*Your goal:* Collect every line of the material below that contains the string "design", counting only matches with the same case.

*Available data:*
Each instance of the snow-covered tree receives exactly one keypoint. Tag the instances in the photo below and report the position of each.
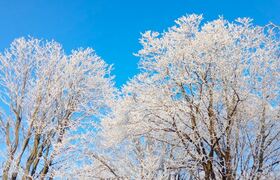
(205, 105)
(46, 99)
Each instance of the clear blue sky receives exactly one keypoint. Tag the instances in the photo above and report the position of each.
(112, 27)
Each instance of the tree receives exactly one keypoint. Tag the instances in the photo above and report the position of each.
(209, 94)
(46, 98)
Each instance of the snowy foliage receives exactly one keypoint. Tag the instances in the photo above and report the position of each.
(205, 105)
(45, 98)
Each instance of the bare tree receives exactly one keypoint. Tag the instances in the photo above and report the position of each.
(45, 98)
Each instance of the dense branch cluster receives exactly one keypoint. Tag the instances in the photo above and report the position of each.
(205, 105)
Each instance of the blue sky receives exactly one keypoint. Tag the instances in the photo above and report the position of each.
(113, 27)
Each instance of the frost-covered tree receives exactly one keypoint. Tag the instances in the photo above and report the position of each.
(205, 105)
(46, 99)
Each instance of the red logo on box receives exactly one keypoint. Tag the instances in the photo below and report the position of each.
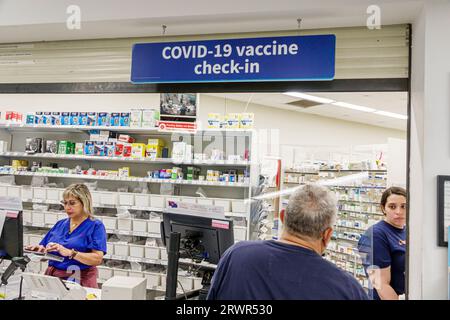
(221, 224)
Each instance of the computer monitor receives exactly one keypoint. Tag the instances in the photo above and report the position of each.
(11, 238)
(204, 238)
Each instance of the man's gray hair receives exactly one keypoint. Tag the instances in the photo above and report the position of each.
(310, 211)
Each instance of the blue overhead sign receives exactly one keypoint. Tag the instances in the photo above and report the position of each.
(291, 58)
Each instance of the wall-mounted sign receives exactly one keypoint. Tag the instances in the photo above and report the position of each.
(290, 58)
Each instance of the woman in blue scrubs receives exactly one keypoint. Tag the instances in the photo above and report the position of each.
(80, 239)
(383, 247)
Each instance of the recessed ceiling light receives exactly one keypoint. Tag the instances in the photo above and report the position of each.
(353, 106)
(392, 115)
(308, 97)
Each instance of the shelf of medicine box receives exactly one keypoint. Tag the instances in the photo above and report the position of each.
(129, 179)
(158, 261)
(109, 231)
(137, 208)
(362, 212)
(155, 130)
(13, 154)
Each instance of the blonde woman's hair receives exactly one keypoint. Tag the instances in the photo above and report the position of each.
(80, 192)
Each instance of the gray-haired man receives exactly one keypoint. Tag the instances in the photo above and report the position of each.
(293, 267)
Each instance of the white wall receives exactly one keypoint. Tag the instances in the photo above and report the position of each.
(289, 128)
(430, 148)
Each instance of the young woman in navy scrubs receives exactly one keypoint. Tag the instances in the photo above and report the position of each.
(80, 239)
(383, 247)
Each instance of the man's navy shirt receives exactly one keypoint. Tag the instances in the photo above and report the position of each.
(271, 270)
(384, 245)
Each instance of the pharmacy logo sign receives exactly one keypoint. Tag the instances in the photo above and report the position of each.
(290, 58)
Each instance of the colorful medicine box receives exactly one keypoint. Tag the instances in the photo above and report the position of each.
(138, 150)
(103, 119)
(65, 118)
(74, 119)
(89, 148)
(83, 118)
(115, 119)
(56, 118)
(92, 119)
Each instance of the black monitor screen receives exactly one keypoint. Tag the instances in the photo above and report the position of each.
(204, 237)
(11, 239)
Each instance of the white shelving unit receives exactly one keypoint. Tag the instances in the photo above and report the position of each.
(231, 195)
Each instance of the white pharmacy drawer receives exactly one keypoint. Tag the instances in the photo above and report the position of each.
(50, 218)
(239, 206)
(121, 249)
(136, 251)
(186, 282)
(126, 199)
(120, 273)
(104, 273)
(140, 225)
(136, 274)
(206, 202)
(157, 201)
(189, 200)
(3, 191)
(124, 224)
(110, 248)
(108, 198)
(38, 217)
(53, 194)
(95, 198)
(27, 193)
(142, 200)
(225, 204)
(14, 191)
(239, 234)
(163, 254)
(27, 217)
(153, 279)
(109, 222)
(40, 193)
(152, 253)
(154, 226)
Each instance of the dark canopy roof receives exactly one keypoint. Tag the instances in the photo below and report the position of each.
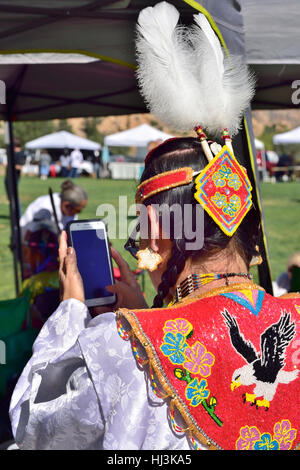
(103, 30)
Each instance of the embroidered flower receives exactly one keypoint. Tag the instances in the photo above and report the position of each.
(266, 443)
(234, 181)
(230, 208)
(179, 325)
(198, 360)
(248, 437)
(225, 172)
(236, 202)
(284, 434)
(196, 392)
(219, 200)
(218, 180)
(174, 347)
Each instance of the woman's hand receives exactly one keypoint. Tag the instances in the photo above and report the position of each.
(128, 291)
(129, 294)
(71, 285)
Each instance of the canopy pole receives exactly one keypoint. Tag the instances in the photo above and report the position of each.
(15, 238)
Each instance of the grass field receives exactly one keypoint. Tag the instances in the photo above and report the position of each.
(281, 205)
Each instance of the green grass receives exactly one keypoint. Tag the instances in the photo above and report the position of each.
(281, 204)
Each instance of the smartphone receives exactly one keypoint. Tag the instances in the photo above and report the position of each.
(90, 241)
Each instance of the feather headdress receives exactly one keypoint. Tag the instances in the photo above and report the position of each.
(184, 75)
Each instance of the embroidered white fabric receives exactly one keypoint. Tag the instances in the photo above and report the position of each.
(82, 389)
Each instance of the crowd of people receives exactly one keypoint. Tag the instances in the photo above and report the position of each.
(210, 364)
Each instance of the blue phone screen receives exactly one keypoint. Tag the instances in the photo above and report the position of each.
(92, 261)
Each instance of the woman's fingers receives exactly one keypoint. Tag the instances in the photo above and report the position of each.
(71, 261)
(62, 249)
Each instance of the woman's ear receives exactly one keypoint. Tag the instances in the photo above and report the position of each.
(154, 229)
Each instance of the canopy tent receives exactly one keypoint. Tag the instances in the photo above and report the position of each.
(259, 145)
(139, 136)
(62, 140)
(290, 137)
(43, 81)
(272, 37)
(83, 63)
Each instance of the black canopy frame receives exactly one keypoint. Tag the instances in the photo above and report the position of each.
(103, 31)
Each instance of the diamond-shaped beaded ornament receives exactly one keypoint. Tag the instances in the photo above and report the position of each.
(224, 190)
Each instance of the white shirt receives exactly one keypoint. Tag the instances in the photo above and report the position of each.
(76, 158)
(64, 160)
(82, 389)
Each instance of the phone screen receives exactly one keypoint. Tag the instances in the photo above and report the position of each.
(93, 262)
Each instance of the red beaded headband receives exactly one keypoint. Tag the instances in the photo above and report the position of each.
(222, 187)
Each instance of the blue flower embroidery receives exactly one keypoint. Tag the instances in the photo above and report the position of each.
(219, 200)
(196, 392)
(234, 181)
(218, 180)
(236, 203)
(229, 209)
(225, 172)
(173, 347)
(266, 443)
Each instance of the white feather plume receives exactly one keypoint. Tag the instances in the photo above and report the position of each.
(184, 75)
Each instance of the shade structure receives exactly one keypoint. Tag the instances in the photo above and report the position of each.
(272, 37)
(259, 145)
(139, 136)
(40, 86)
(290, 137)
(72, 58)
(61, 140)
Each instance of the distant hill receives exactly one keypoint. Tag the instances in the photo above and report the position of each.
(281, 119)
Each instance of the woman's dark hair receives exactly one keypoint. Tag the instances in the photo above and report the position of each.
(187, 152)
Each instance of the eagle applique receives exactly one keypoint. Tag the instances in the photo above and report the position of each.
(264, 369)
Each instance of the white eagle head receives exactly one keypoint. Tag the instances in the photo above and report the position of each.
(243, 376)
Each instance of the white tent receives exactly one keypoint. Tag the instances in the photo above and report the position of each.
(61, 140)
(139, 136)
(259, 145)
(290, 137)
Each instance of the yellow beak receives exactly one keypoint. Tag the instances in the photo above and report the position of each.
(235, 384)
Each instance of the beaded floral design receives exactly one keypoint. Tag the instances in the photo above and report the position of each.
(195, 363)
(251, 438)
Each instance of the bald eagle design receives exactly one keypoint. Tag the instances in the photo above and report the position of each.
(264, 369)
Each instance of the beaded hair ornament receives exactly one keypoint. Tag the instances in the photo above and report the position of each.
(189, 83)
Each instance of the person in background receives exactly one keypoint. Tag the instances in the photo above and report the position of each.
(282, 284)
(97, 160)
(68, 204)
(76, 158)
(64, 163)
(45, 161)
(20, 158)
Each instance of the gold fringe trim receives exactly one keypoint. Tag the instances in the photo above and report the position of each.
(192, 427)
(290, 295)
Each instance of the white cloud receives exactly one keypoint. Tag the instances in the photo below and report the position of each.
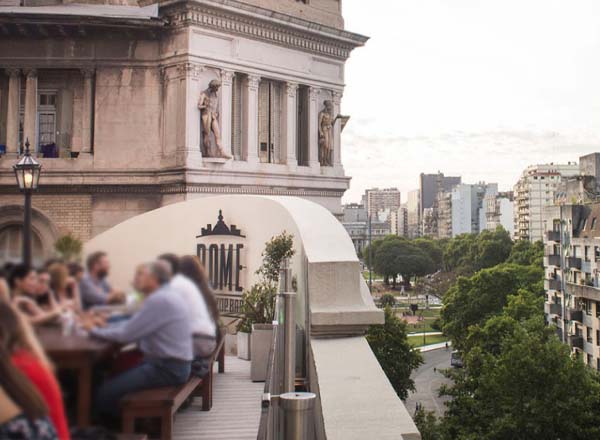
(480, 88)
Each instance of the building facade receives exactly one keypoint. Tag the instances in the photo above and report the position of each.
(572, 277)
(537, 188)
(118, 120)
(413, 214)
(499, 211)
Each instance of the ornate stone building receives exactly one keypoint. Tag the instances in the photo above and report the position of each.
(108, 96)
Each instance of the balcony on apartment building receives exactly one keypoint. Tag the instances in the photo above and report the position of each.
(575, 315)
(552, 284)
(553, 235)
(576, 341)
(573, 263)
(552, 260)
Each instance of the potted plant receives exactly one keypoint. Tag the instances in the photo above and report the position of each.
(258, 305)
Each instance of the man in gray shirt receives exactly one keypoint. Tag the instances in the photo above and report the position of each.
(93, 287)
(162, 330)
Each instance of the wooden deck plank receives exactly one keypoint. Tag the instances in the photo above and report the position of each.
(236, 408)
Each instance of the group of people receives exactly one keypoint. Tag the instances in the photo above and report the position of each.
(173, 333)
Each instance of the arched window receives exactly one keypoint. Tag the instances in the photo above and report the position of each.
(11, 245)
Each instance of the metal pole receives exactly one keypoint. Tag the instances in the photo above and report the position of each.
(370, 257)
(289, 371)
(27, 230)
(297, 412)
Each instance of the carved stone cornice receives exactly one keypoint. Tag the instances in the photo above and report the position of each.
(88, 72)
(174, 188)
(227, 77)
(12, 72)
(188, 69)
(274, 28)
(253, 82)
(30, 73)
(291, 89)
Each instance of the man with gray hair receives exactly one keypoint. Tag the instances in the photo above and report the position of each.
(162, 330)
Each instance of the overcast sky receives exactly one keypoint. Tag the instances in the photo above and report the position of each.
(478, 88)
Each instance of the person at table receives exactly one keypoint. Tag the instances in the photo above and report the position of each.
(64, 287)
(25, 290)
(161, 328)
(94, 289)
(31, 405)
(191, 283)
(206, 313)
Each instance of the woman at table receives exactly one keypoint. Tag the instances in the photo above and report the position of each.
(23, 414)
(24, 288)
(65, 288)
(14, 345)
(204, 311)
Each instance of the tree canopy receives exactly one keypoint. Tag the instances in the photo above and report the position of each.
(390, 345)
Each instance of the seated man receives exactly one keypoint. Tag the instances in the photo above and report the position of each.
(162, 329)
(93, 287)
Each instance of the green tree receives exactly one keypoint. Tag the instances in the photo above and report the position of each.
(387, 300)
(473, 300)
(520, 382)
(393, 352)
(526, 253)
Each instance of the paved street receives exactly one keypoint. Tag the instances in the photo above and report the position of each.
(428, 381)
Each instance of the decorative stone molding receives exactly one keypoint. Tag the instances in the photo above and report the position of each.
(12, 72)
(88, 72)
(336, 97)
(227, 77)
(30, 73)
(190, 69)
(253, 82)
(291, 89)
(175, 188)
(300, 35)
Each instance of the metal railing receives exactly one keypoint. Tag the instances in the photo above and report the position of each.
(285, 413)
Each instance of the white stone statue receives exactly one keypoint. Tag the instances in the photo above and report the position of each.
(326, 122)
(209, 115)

--

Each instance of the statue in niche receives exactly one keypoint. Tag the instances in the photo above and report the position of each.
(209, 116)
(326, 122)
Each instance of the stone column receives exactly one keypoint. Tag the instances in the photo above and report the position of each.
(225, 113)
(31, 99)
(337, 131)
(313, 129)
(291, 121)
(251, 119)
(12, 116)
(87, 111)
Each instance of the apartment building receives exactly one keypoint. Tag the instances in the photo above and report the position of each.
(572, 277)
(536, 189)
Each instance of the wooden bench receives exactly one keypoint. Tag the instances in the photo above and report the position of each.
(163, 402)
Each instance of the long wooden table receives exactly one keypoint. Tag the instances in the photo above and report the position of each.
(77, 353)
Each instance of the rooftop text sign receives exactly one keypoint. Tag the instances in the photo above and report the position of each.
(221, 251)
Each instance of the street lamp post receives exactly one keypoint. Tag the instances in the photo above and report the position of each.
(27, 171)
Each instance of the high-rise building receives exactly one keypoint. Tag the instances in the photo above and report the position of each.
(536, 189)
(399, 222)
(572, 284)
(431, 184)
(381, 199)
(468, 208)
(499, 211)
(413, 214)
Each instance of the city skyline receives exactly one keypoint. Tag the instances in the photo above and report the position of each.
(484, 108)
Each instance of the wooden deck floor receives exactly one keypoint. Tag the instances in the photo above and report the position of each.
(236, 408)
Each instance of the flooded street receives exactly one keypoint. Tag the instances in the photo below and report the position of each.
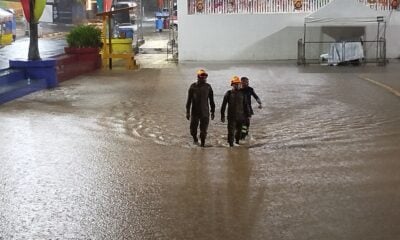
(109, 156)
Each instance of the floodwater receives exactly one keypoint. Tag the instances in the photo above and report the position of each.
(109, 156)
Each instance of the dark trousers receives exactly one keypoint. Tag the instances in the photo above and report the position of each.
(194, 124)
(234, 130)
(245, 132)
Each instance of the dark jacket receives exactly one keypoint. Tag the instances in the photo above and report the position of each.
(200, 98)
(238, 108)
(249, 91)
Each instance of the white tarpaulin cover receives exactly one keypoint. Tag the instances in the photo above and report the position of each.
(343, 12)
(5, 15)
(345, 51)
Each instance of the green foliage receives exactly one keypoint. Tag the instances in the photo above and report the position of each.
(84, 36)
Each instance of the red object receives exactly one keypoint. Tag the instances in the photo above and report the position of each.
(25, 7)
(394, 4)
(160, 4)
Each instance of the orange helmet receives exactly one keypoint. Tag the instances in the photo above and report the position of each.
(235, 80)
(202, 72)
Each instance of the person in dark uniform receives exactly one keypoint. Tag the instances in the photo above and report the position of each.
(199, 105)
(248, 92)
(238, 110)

---

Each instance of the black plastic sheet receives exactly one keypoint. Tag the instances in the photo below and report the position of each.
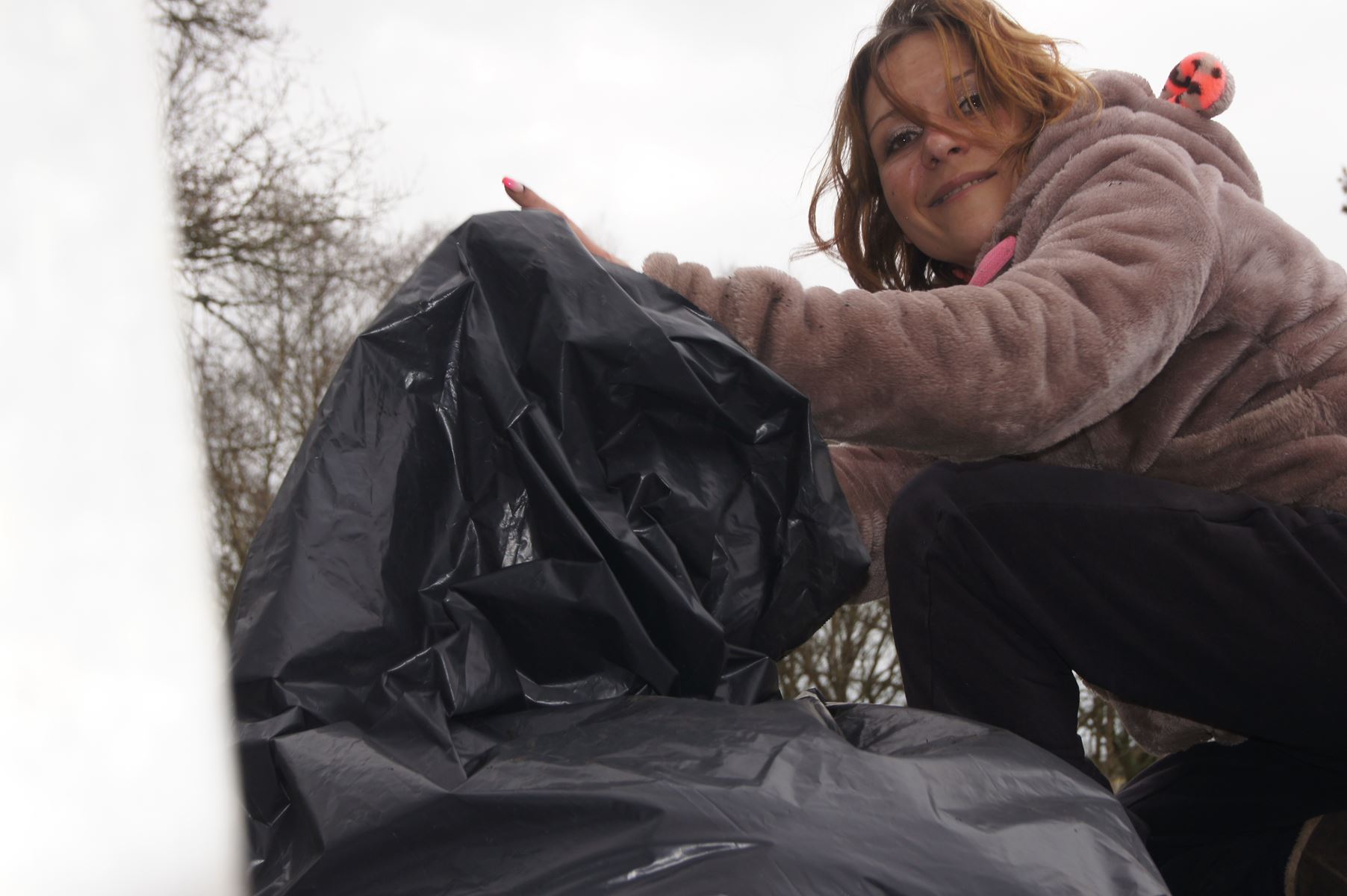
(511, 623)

*Full response:*
Each instance of the beaded floral design receives exactly one keypoint. Tag the instances in the photo above and report the position of each.
Each instance of the bald eagle design receives exactly one keypoint. Tag the instances in the photo above and report the position of each.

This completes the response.